• Reading text:
Content starts
Renaissance Readers
Five-hundred-year-old school books with student marginalia, 16th-century doctors’ manuals with notes about their own cases, and books from the Age of Copernicus with handwritten observations added by astronomers in the field are a few of the items on display at the Beinecke Library from January 20 to March 28. The exhibition, called “Renaissance Readers,” is drawn from from the Bernard M. Rosenthal Collection of 15th- and 16th-century annotated books, recently acquired by the library.
The 160 volumes in the collection, all of which will be on display, document the diversity of Renaissance reading, from classical authors to patristic and biblical studies, from vernacular poetry to Reformation theology, from law and medicine to drama, farming, and geography. The books all contain extensive manuscript notes, comments, criticisms, and reactions to the text supplied by the people who first owned and read them. These annotations provide a personal perspective on the reading public in Europe during the Renaissance.
Although the books on display were printed in 32 cities, the greatest numbers come from Paris and Leipzig, where local printers produced texts for university students. These volumes give us insight into 16th-century educational practices and curricula, and a firsthand record of how specific texts were read and interpreted. The Parisian volumes are largely Aristotelian and philosophical in nature, the Leipzig imprints primarily belles lettres, especially classical poetry. Most of the books are in Latin, but Greek and Hebrew are also well represented, as are Italian, French, and German.
Content ends
• Information supplied:
Content starts
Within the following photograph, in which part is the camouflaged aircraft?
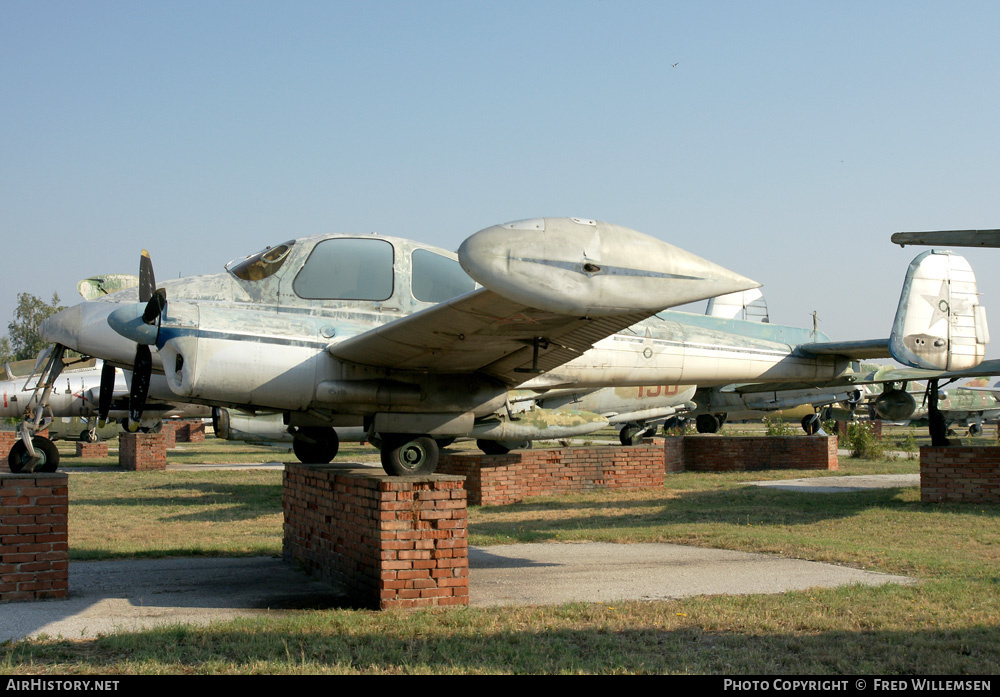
[33,218,982,475]
[869,368,1000,436]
Content ends
• Using the information:
(a) Translate this sentence from the text about the Renaissance Readers exhibition into Spanish: "These annotations provide a personal perspective on the reading public in Europe during the Renaissance."
(b) Continue the text about the Renaissance Readers exhibition from the point where it stops.

• Numbered responses:
(a) Estas anotaciones ofrecen una perspectiva personal sobre el público lector de Europa durante el Renacimiento.

(b)
If the primary interest of the Rosenthal collection as a whole lies in the evidence it provides about the reading habits of the general public, the collection is not lacking in books annotated by well-known scholars, including Joseph Scaliger, Daniel Heinsius, and Hieronymus Wolf. In addition to the medical and astronomical texts annotated by practicing physicians and scientists, there are plays with stage directions added by 16th-century actors, the working books of lawyers and notaries, and volumes used by editors preparing new editions of the works.
The collection was formed, beginning in 1960, by the antiquarian bookseller Bernard Rosenthal. At that time handwritten additions were widely regarded in the trade as blemishes to the printed book, but Rosenthal saw these annotations as vital evidence of the interests and reactions of the original audience of the books. In time, he says, he came to feel that a book was somehow defective if it lacked such evidence of use. Scholars and academic libraries have long recognized the importance of these records of early readership, and the study of annotated books has recently taken on new life under the rubric “reader response criticism.”